EXTRACTED INFORMATION section start
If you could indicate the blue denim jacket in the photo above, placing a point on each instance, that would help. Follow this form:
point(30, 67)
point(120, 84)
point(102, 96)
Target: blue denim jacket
EXTRACTED INFORMATION section end
An exact copy of every entry is what is needed here.

# SOLUTION FOR THIS TASK
If you could indicate the blue denim jacket in the photo above, placing a point on each instance, that would help. Follow this form:
point(30, 67)
point(120, 84)
point(102, 96)
Target: blue denim jacket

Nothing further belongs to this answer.